**DESCRIPTION OF THE TASK:** Continue the description of coupling a tool dock to a top drive, picking up after its last sentence.

**EXCERPT:**
# # # # #

In operation, the CMC 600 torsionally and longitudinally couples the tool dock and the top drive. The adapter 621 is inserted into the bore of the sleeve 631. The tool dock 620 may be raised or the drive member 610 lowered to begin the process. The protrusion 622 is aligned and enters the notch 634. The protrusion 622 continues moving through the notch 634 until reaching an upper longitudinal end of the notch 634. The protrusion 622 and notch 634 provide torsional coupling between the drive member 610 and the tool dock 620. Reception of the protrusion 622 within the notch 634 rotationally couples the top drive to the tool bidirectionally. The signal pin 633 and signal connector 623 engage and provide power, electrical, data, hydraulic, pneumatic and/or other connections between the drive member 610 and the tool dock 620. Next, the actuator is operated to shift the lever 632 to the locked position, shown in FIG. 19. The lever 632 pivots relative to the sleeve 631. An arm of the lever 632 hooks underneath the protrusion 622 to support the adapter 621. The lever 632 and protrusion 622 longitudinally couple the drive member 610 and the tool dock 620.

# # # # #

**RECORDS SHOWN:**

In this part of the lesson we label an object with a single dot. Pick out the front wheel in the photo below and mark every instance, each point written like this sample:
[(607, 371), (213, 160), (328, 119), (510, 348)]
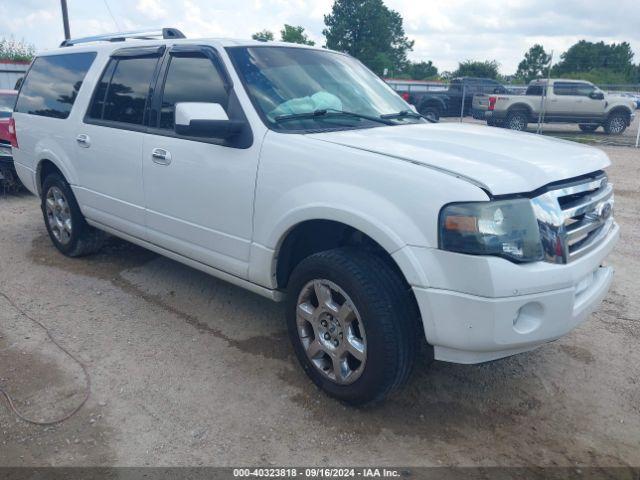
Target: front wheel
[(353, 324), (616, 124), (585, 127), (68, 230), (517, 121)]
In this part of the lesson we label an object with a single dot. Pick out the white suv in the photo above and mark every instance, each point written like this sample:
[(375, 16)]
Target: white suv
[(296, 173)]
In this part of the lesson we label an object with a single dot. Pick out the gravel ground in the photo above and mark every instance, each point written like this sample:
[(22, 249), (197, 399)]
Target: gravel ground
[(573, 132), (188, 370)]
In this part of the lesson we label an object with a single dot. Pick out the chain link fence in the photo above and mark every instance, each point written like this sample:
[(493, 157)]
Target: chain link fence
[(578, 113)]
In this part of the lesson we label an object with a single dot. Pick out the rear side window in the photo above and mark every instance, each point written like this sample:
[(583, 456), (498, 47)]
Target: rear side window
[(7, 102), (565, 88), (122, 91), (52, 84), (192, 78), (535, 90)]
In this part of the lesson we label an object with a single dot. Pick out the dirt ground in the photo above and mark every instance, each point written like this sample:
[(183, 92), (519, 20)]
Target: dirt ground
[(188, 370), (573, 132)]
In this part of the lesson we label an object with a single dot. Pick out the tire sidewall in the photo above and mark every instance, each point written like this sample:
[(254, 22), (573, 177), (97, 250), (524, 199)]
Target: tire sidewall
[(610, 120), (376, 372), (56, 180)]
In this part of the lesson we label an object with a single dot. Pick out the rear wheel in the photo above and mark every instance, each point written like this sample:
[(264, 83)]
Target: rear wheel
[(353, 324), (68, 230), (615, 124), (517, 120), (9, 180), (585, 127)]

# # # # #

**OUTPUT FOR THIS EXERCISE:**
In order to decouple the drive member 610 and the tool dock 620, the actuator returns the lever 632 to the unlocked position, shown in FIG. 18. The drive member 610 is then lifted or the tool dock 620 lowered to disengage the protrusion 622 from the notch 634, thereby torsionally decoupling the tool dock 620 from the drive member 610.

In one or more of the embodiments described herein, the lock member is at least partially disposed within the housing.

In one or more of the embodiments described herein, the coupling system includes an actuator configured to longitudinally move the lock member.

In one or more of the embodiments described herein, the actuator is disposed on an outer surface of the housing.

In one or more of the embodiments described herein, the actuator is a piston and cylinder assembly.

In one or more of the embodiments described herein, the housing has a port formed through a wall thereof.

In one or more of the embodiments described herein, the coupling system includes a tool dock.

In one or more of the embodiments described herein, the tool dock includes an adapter having a bore therethrough and longitudinally movable relative to the housing.

In one or more of the embodiments described herein, the adapter further includes quick connection pins located at a longitudinal end thereof.

In one or more of the embodiments described herein, the housing is configured to receive the adapter.

In one or more of the embodiments described herein, the latch member is at least partially disposed in a recess of the adapter in the extended position.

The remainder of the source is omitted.